REQUIREMENTS.
Copy the stretch of the data below from the line containing "of the muscular" through the end, word for word.

A run of data.

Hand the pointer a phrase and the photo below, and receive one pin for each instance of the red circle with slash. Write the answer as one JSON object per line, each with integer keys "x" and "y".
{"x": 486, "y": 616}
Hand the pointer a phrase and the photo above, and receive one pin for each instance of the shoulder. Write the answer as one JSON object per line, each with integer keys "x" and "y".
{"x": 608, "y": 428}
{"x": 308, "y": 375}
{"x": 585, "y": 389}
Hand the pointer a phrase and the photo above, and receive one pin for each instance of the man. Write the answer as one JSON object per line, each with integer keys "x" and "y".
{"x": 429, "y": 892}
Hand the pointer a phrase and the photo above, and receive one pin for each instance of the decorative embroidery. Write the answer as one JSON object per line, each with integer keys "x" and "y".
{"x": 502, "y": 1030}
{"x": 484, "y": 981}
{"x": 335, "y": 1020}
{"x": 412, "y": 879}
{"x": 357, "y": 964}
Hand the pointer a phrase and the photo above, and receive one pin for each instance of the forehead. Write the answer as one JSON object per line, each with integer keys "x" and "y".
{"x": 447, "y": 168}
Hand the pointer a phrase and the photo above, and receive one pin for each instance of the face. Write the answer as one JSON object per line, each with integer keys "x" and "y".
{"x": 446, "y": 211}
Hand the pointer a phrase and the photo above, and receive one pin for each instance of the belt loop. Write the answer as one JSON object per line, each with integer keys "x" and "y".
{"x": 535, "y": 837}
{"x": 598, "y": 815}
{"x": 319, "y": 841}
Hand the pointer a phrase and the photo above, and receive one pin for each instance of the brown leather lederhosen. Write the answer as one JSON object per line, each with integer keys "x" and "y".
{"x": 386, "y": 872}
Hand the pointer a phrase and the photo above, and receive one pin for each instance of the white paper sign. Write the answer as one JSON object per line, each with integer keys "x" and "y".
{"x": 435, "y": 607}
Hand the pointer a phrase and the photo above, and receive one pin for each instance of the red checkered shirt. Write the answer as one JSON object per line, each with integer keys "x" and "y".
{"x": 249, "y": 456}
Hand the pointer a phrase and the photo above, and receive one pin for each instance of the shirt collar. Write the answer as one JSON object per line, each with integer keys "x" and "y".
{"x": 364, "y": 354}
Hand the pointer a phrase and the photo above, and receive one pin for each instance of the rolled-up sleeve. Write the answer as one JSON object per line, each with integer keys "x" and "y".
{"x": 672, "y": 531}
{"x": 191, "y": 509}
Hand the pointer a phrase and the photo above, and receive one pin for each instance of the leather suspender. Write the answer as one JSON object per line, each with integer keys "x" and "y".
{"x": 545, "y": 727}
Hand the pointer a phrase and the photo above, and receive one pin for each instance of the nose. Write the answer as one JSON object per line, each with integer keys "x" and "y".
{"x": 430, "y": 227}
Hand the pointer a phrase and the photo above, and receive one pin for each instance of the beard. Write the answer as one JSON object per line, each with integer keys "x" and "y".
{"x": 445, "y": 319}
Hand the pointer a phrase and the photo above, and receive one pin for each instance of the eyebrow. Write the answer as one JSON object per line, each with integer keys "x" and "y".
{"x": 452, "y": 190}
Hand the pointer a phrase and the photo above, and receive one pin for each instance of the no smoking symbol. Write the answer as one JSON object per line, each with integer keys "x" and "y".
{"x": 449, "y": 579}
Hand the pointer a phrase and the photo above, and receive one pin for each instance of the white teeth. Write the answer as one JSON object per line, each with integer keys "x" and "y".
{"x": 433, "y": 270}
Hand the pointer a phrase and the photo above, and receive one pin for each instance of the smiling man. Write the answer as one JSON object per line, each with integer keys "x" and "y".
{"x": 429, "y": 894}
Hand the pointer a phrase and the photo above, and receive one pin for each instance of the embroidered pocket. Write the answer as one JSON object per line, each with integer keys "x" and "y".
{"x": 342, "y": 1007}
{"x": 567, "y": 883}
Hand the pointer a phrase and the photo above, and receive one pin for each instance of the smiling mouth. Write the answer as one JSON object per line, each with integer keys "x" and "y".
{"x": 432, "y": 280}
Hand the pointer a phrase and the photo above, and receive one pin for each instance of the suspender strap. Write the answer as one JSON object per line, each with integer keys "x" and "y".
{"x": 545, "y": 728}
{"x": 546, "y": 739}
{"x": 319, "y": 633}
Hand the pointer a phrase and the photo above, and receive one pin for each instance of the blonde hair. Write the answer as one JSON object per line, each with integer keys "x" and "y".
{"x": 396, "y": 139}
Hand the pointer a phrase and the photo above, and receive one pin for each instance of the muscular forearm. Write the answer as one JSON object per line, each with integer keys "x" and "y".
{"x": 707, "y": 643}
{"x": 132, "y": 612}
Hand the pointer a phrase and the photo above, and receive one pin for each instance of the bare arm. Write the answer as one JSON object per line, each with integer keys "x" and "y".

TASK RESULT.
Hand the pointer a phrase and the photo above, and receive one pin for each instance of the muscular forearm. Write the answer as one JSON object per line, each with integer keys "x" and "y".
{"x": 707, "y": 643}
{"x": 132, "y": 612}
Hand the pointer a phrase and the photo above, and receive one pin for each instance of the bare arm. Write the answer as one JSON object per line, each with integer keys "x" and "y".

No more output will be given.